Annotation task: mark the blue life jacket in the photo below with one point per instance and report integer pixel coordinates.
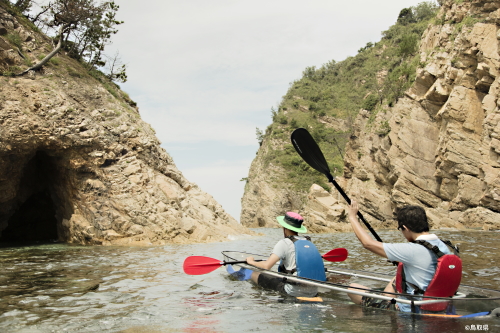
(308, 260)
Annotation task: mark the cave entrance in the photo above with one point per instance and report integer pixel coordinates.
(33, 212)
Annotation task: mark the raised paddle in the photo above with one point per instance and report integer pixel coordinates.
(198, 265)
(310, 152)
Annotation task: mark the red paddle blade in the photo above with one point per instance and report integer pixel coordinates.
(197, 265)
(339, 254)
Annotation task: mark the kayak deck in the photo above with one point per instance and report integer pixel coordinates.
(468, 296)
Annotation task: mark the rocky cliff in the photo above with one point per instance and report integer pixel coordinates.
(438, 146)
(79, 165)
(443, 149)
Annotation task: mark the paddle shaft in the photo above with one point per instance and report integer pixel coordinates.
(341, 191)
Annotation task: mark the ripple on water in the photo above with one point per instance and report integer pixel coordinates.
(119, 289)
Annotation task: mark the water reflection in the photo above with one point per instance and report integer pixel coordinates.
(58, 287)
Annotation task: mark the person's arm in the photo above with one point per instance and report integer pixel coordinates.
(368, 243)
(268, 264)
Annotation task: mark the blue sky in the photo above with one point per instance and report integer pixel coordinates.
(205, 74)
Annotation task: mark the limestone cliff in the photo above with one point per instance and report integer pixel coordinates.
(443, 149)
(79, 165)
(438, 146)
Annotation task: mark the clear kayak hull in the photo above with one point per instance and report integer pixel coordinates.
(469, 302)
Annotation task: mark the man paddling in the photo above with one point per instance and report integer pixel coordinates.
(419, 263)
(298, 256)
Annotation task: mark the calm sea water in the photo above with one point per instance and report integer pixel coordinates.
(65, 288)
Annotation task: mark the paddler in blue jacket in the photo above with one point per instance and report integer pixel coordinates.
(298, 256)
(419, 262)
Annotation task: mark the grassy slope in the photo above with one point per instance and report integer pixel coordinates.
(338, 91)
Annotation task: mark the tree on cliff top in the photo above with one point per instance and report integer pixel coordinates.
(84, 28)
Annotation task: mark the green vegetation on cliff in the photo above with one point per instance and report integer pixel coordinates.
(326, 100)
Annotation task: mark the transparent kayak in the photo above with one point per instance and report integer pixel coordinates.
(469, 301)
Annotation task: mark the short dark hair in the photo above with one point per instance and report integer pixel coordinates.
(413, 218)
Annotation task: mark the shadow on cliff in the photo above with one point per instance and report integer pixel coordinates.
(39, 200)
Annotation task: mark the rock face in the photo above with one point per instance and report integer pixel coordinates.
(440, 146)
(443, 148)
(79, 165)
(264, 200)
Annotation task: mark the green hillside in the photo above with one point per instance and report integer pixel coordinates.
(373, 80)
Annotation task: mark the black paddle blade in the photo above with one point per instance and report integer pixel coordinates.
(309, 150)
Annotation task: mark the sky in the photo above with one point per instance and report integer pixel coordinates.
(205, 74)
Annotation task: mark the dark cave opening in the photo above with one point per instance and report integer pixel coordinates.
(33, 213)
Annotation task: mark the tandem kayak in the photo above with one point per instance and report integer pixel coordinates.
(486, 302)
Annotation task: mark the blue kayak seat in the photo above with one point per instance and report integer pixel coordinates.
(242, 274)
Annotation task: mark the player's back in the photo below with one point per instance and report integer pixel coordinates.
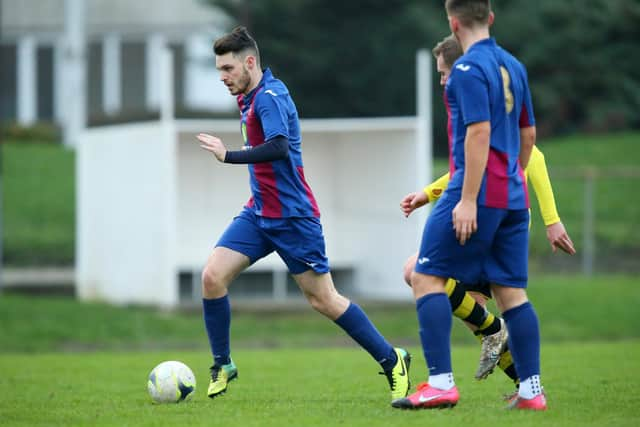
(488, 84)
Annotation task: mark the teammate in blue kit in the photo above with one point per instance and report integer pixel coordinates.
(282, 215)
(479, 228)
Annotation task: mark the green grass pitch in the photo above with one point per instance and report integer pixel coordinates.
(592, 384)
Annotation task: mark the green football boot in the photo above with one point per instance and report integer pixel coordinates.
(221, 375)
★ ★ ★ ★
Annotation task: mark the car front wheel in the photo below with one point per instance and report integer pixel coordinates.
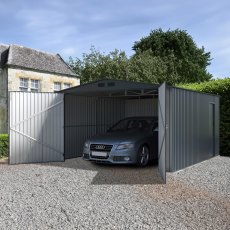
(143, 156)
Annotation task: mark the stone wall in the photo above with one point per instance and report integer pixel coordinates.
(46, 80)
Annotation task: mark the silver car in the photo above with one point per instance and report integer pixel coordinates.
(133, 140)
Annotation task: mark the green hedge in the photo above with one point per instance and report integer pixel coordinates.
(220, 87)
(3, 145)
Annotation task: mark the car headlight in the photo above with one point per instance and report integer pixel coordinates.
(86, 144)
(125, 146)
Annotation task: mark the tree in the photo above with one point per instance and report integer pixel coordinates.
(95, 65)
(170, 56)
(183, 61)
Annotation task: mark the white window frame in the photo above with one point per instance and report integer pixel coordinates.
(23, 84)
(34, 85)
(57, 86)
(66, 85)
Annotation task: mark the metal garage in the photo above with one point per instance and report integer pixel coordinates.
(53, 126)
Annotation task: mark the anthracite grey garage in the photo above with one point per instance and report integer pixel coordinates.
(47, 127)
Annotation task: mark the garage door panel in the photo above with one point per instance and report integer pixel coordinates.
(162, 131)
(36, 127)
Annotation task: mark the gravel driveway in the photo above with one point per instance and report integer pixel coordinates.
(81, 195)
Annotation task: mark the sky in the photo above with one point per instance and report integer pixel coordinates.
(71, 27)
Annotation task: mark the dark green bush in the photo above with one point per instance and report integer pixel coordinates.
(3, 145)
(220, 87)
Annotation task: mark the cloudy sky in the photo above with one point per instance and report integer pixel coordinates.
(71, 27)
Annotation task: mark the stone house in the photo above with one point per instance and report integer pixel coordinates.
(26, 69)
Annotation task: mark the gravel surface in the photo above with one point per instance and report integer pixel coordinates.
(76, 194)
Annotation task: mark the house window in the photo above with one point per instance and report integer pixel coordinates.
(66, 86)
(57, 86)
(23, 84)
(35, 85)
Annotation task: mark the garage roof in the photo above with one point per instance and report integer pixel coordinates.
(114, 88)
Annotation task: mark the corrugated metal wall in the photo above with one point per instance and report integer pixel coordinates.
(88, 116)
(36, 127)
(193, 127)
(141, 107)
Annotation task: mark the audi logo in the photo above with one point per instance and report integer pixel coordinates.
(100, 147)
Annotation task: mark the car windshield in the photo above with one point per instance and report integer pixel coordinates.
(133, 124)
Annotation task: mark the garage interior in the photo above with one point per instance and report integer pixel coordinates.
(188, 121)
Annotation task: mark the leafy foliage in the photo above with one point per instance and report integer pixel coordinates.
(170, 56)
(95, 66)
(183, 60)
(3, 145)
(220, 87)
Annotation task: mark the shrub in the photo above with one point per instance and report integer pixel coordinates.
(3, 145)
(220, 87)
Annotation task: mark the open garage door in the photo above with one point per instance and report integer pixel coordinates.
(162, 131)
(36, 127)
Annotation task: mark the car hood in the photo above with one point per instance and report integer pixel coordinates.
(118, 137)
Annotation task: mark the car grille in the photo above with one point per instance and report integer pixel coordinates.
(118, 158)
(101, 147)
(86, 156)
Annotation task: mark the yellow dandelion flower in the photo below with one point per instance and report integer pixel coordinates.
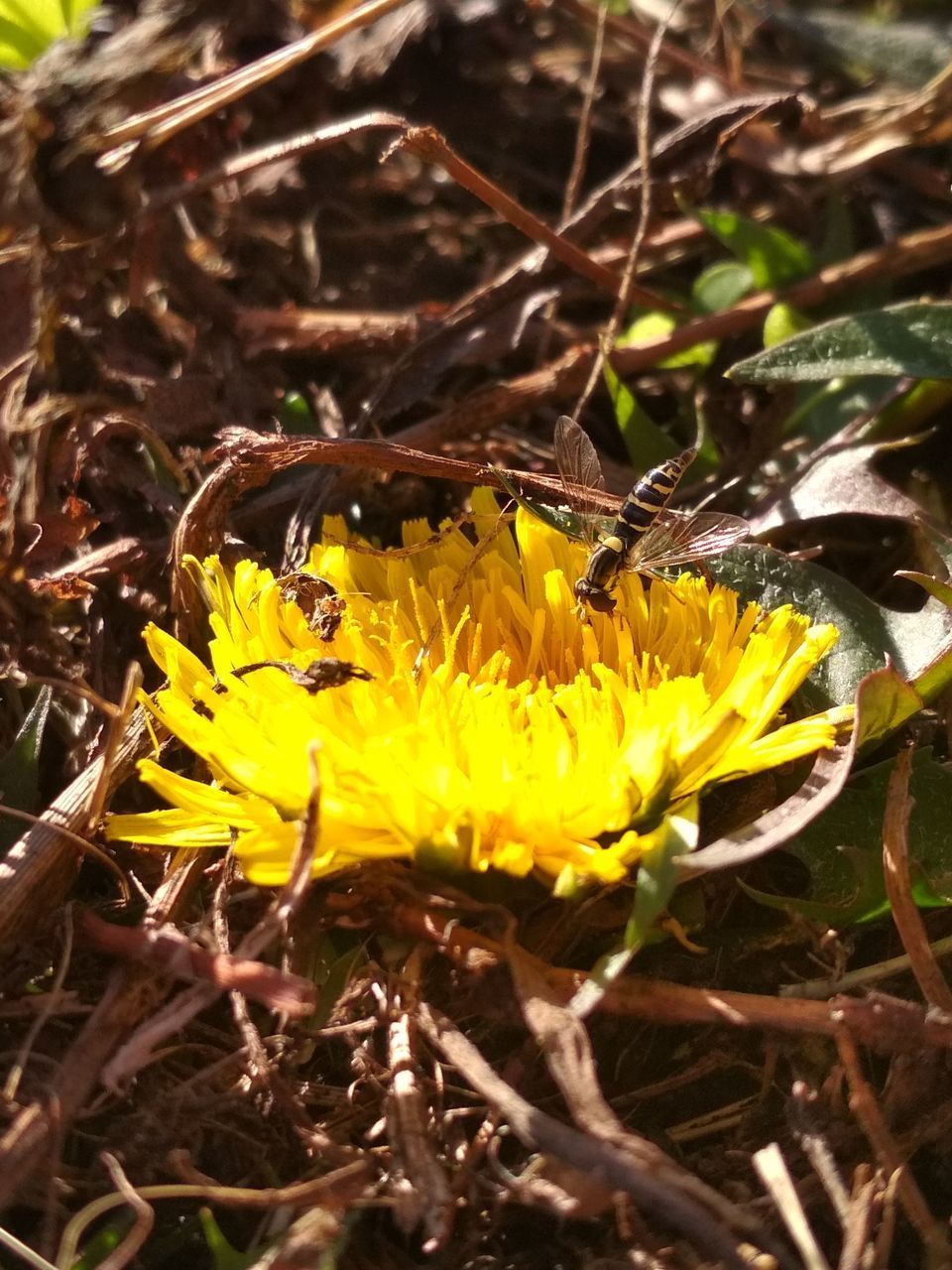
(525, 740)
★ ★ ★ ★
Problem to work on:
Report how many lines of the material contain the string "blue". Give only the number.

Output of the exercise:
5